> **Source passage**
-- -- --

Know Jack #465 Why Writing
- Jack LaFountain
- Mar 24
- 2 min read
I’ve been asked a lot of questions about writing and being an author. “Where do you get your ideas?” is the most frequent one I’m asked. Of course, that one has no single answer. There is no “idea” well where a writer can go and draw a bucket of cool ideas. At least not for this author. Ideas come from everywhere, everything, and everybody.
I think the one question that I’ve never been asked is why at sixty-five, and after three careers, did I choose writing. I’m not a writing prodigy, one of those who have been writing stories since they learned to write. I did tell tall tales to my few friends in grade school and had the fanciful notion of being a poet in high school. My poetry, while actually written down, was terrible and did not attract girls as I hoped.
I admit to a vivid imagination. I let it take me away to all sorts of places before the first hint that I might want to write them down came in my sophomore year in college. That was 1984. Coincidence? Maybe. More to the point, I’m a late starter. I was thirty years old with four kids that year. It took another twenty-one years to finish my first book.
What took so long? An anticipated twenty years in the military was cut short by a combination of promotions and a call to the ministry. An extreme dislike of poverty without having taken a vow led me to the desire to do the practical aspects of hospice. I became a nurse. The only time over the twenty-five years or so after that I did hospice work twice. Once as a student, I was asked by my instructor to talk a doctor into letting a patient go home to die. The other time was caring for my father in his last days.

-- -- --

> **List of tasks**
**a)** In the essay on choosing writing, which question does the author say gets asked most often?
**b)** Carry on the essay about why the author took up writing after three careers, starting right after its last sentence.

> **Extracted material**

-- -- --

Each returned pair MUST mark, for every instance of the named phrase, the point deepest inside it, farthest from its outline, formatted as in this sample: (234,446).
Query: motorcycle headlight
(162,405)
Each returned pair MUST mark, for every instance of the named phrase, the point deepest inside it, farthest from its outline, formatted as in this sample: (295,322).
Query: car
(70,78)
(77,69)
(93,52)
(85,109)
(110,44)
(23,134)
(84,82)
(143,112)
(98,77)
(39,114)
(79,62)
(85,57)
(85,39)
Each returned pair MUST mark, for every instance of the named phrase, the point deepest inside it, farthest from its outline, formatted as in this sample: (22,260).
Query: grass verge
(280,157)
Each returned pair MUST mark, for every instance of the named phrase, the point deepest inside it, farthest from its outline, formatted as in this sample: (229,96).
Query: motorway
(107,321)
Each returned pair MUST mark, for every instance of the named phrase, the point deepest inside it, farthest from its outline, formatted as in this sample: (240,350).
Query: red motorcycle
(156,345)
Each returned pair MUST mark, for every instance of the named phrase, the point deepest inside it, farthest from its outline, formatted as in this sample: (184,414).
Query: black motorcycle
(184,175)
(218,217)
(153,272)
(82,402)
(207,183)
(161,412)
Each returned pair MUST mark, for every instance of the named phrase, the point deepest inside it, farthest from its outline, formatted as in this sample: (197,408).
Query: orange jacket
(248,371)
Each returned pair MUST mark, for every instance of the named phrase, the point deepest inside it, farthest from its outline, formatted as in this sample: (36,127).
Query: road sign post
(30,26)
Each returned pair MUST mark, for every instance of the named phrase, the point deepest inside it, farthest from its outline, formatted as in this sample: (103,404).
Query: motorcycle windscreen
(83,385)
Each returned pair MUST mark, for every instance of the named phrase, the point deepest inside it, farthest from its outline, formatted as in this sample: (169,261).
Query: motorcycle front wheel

-- -- --

> **Results**
**a)** "Where do you get your ideas?"

**b)**
Had I not been sidelined by back surgery I may never have left the Emergency Room. I couldn’t bear the thought of working in an office away from dropping nasogastric tubes, battling rolling veins, and running to codes. I retired and having few other skills told myself it was time to engage in my pipedream—writing.
As Bob Dylan put it, “I got a head full of ideas that are drivin’ me insane”. I figured why not write them down and sell them? I was always the only one who never cared how much money my writing wouldn’t make. If somebody read it, I was happy. I’ve grown as a writer since then and now I want people to buy my stuff before they read it. That part will always be a work in progress, so I keep on writing. Although I can’t help but wonder if as dementia takes over will my ideas get better?